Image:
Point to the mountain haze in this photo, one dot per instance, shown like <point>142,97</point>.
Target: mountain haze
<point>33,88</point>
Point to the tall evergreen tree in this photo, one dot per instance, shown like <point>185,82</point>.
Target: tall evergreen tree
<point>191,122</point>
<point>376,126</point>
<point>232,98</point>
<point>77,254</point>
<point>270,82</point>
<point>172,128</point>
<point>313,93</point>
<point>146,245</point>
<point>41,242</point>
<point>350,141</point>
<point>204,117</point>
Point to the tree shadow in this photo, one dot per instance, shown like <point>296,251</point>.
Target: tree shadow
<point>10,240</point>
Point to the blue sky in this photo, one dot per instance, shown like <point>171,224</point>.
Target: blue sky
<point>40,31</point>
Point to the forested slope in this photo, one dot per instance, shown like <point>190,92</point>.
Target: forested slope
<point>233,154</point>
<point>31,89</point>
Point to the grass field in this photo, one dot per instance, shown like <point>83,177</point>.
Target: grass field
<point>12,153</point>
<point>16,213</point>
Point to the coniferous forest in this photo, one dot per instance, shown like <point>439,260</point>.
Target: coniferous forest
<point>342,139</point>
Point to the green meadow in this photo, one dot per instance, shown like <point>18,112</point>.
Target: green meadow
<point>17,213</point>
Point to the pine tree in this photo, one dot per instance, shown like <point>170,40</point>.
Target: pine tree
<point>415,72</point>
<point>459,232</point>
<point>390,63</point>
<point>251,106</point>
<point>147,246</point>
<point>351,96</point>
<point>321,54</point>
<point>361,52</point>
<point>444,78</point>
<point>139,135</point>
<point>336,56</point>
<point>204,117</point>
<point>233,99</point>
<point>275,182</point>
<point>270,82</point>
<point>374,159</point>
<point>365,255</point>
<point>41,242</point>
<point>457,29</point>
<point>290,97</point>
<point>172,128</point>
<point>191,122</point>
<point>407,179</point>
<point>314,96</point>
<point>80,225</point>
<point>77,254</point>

============================================================

**Prompt**: Beginning at the line that contains "Target: blue sky", retype each line of the listing up to and including the last one, exactly as it stands, and nothing else.

**Written solution**:
Target: blue sky
<point>40,31</point>
Point to the forested slope in this photo, one dot per instance, shown like <point>190,92</point>.
Target: forested slope
<point>233,154</point>
<point>31,89</point>
Point to the grass field in this photo, one dot per instance, shown like <point>83,177</point>.
Target: grass field
<point>12,153</point>
<point>16,213</point>
Point to the coniferous forest in this photo, one dot per instance, shown like <point>439,260</point>.
Target: coniferous forest
<point>342,139</point>
Point to the green meadow in this photo, one dot per instance, shown like <point>18,112</point>.
Target: green meadow
<point>17,213</point>
Point to the pine tree in this photo, one dot per instance, shown like <point>170,40</point>.
Target: pine tree
<point>415,72</point>
<point>459,232</point>
<point>390,63</point>
<point>251,106</point>
<point>147,246</point>
<point>351,96</point>
<point>321,54</point>
<point>361,52</point>
<point>444,78</point>
<point>139,135</point>
<point>336,56</point>
<point>204,117</point>
<point>233,99</point>
<point>275,182</point>
<point>270,82</point>
<point>374,159</point>
<point>365,255</point>
<point>41,242</point>
<point>457,29</point>
<point>290,97</point>
<point>172,128</point>
<point>191,122</point>
<point>407,179</point>
<point>314,96</point>
<point>80,225</point>
<point>77,254</point>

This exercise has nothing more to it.